EXERCÍCIO DADO 1 →
Passe para inglês esta frase do texto para ler: “O primeiro consiste na análise de um soneto de Jorge de Sena.”
EXERCÍCIO DADO 2 →
Segundo o texto para ler, estas afirmações estão certas? Para cada uma, responda sim ou não e cite as palavras do texto que decidem.
(a) O poema “A missão das folhas”, de Ruy Belo, tem quatro versos.
(b) Para Tamen, a palinódia leva à expiação.
(c) No método de José Blanc de Portugal, o primeiro passo é passar o poema para prosa.
EXERCÍCIO DADO 3 →
Transcreva do texto para ler, sem mudar nada, o trecho que começa nas palavras "Num dos capítulos" e termina depois das palavras "de cada verso.".

TEXTO PARA LER →
* * * * * * * * *

Neste ensaio, Gustavo Rubim chama a atenção, entre outras coisas, para o facto de o poema “A missão das folhas”, de Ruy Belo, depender da sua emissão. Este poema diz menos da missão das folhas propriamente dita que dos “seus quatro escassos, mas insubstituíveis, versos.”
Em “A Segunda Tentativa”, Miguel Tamen analisa as famosas redondilhas de Babel e Sião de Camões e faz notar que, não obstante a evidente mudança de tom por volta do verso 201, há algo que permanece inalterado ao longo de todo o poema. Contra a tendência geral da exegese camoniana, Tamen sugere que a distinção entre dois tipos de poesia que é ensaiada no poema só pode ser descrita recorrendo aos disparates babélicos dos quais o poeta se pretende desfazer e que, por isso, da palinódia não se segue a expiação. A segunda tentativa, conclui, não só não redime o poeta dos erros da primeira como apenas consegue que neles reincida.
Num dos capítulos de Anticrítico – Ensaios, José Blanc de Portugal, depois de apresentar a sua teoria sobre interpretação de poesia, dá exemplos de como a pôr em prática. O primeiro consiste na análise de um soneto de Jorge de Sena. Neste ensaio, propõe um método de “dissecar” poemas que consiste em passá-los, em primeiro lugar, para prosa, numa tentativa de tornar inteligível a complexidade sintática do soneto em causa, e em fazer depois uma paráfrase possível para o sentido de cada verso.

* * * * * * * * *

DADOS FORNECIDOS →
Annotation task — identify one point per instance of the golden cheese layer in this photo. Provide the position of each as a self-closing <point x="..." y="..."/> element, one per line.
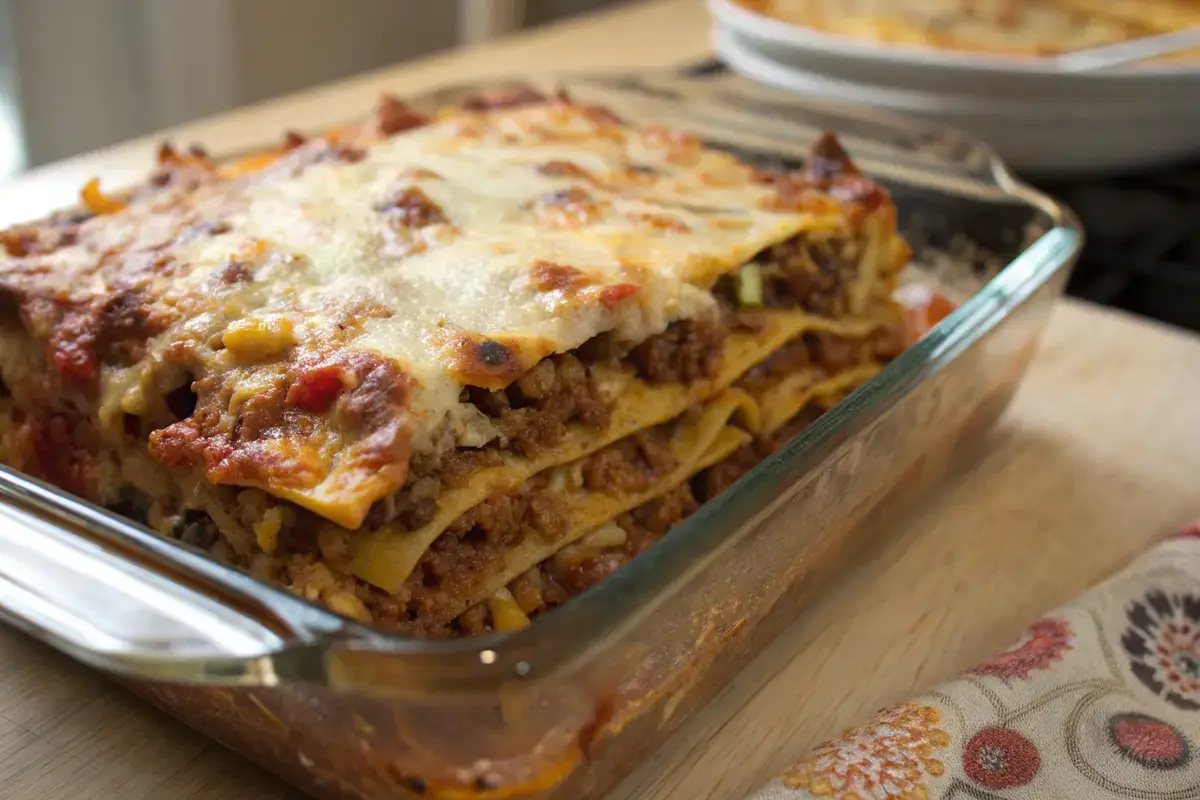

* * * * * * * * *

RESPOSTA CERTA 1 →
The first consists of the analysis of a sonnet by Jorge de Sena.

RESPOSTA CERTA 2 →
(a) Sim: «seus quatro escassos, mas insubstituíveis, versos.»
(b) Não: «da palinódia não se segue a expiação»
(c) Sim: «consiste em passá-los, em primeiro lugar, para prosa»

RESPOSTA CERTA 3 →
Num dos capítulos de Anticrítico – Ensaios, José Blanc de Portugal, depois de apresentar a sua teoria sobre interpretação de poesia, dá exemplos de como a pôr em prática. O primeiro consiste na análise de um soneto de Jorge de Sena. Neste ensaio, propõe um método de “dissecar” poemas que consiste em passá-los, em primeiro lugar, para prosa, numa tentativa de tornar inteligível a complexidade sintática do soneto em causa, e em fazer depois uma paráfrase possível para o sentido de cada verso.